[Data entries]
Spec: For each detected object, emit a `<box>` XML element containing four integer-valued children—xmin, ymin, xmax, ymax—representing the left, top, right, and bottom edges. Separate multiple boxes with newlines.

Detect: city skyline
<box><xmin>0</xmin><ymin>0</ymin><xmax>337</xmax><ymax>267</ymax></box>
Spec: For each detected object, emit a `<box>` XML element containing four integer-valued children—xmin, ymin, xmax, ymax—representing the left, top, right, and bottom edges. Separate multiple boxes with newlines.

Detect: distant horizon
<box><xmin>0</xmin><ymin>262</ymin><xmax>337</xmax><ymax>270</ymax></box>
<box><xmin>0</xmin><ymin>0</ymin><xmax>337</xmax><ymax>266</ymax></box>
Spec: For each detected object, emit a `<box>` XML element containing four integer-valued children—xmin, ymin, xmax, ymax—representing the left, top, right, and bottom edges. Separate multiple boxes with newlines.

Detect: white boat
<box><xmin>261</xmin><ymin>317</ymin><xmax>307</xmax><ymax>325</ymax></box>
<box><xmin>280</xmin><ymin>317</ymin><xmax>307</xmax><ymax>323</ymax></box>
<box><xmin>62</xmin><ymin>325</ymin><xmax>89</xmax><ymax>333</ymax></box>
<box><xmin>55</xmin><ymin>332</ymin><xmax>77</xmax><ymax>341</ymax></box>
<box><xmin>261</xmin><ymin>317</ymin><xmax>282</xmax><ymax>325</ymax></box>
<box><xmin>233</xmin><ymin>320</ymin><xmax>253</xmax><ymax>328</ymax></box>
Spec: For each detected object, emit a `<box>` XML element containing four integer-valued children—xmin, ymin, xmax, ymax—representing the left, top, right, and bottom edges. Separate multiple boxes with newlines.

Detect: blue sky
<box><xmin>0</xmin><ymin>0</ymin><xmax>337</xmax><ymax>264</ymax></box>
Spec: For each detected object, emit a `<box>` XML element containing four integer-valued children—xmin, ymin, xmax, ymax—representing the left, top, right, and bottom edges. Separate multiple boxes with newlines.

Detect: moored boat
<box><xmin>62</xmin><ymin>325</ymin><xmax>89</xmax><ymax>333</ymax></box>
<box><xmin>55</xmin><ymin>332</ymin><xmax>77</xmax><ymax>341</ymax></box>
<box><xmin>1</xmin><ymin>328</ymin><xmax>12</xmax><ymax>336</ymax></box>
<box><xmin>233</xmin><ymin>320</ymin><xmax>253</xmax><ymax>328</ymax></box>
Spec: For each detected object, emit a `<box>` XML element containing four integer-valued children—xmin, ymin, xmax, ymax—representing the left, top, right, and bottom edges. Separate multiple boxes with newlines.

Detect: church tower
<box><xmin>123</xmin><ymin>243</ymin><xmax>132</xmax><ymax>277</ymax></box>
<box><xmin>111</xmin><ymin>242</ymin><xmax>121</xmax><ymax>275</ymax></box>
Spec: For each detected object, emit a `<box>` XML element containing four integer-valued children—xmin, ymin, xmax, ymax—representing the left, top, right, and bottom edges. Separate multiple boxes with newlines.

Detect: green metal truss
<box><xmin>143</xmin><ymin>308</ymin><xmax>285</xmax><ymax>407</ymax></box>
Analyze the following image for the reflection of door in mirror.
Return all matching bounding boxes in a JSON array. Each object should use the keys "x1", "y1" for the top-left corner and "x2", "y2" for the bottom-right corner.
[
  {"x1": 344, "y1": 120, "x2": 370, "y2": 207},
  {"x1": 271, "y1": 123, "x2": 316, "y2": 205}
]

• _Stated goal_:
Write out exactly the lines of the entries above that run from the line containing "Analyze the following" through the last line, including both.

• _The answer_:
Analyze the following image for the reflection of door in mirror.
Return all matching bounding boxes in a JSON array. Each object should use the keys "x1", "y1" for the top-left corner and "x2", "y2" for the bottom-right corner.
[
  {"x1": 344, "y1": 120, "x2": 370, "y2": 207},
  {"x1": 271, "y1": 123, "x2": 316, "y2": 205}
]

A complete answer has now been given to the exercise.